* ROWS *
* * *

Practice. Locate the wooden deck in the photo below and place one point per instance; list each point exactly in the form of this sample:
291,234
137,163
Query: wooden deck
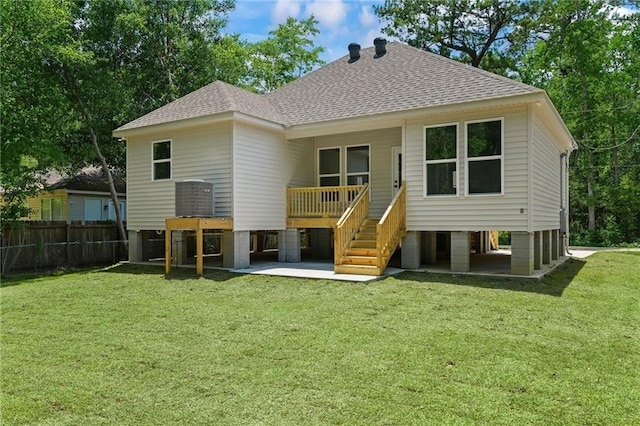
198,224
362,245
318,207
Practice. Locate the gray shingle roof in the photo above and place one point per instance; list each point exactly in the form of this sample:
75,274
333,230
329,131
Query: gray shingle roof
405,78
214,98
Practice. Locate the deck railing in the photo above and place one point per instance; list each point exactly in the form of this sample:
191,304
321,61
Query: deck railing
349,223
325,201
391,227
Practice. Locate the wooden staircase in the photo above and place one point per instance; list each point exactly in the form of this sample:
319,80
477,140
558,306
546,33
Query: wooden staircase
361,256
364,245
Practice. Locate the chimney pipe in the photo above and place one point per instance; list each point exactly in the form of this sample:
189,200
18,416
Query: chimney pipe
354,52
381,47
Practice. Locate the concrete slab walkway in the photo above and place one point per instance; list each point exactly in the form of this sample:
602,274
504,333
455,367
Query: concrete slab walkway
316,270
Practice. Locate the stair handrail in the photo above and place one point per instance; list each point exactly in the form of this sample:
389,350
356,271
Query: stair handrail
348,224
391,226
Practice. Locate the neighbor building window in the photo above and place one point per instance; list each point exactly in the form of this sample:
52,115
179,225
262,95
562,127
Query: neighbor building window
162,160
329,167
358,165
441,160
51,208
484,157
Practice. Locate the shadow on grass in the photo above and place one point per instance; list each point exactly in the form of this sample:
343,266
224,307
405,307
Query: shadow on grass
553,284
26,277
175,275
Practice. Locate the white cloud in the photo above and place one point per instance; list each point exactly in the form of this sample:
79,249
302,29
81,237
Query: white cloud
284,9
367,18
330,14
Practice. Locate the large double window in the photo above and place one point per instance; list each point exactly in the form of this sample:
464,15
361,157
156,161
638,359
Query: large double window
441,160
161,160
357,166
485,157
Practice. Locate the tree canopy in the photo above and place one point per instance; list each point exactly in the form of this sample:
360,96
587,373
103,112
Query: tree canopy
585,54
74,70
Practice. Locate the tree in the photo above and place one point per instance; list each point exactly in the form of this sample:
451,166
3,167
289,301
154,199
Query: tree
34,110
587,61
483,33
287,54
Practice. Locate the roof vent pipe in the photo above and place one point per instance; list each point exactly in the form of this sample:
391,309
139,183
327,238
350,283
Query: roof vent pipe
381,47
354,52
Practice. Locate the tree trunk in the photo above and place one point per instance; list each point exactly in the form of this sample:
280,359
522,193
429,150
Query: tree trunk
112,188
590,169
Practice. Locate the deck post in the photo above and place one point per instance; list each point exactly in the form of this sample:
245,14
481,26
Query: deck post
135,246
555,244
167,250
537,250
430,247
460,252
199,250
289,246
411,250
236,249
546,247
522,253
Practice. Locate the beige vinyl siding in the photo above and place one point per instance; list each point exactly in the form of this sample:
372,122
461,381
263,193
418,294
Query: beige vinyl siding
546,178
380,157
506,212
264,165
197,153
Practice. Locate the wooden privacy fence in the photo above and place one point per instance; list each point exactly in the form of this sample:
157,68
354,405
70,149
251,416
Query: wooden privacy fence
38,245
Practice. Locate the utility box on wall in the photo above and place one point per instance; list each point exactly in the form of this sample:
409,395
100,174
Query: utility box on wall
194,198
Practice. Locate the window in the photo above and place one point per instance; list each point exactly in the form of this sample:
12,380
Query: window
51,209
111,212
162,160
441,159
358,165
484,157
329,167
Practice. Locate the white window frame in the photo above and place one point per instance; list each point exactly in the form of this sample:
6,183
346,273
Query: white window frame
426,162
163,160
486,158
339,174
346,164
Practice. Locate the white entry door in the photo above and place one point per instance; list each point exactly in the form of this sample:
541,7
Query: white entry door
396,175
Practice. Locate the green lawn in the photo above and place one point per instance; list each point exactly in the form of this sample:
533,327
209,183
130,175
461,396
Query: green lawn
127,346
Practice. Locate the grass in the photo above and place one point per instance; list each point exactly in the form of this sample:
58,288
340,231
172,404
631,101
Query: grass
125,345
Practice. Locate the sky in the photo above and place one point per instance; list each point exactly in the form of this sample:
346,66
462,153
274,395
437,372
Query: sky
340,21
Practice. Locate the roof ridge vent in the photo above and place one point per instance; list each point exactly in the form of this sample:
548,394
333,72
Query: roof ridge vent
354,52
381,47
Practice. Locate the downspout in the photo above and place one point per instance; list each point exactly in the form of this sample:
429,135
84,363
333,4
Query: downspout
563,214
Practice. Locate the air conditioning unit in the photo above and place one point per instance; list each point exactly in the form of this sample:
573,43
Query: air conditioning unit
194,198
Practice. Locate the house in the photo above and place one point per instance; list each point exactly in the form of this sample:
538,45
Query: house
387,146
82,197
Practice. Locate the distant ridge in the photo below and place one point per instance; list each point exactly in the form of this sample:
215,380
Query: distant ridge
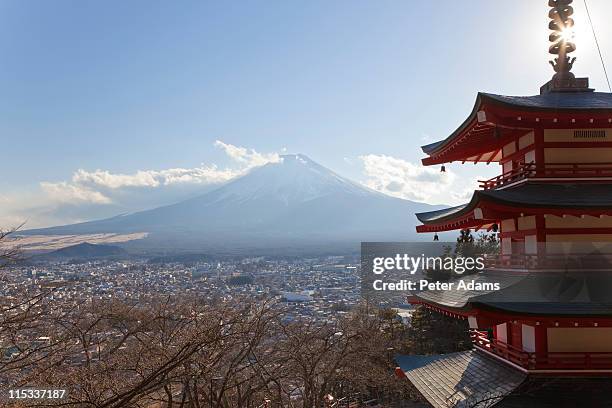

* * *

* PROBLEM DESCRIPTION *
Pull out every line of the items above that contains the string "utility", and treat uppercase and lowercase as distinct.

* CORRECT RESULT *
Practice. Locate the utility box on wall in the photo above and place one point per instance; list each point exactly in the form of this sample:
Query: utility box on wall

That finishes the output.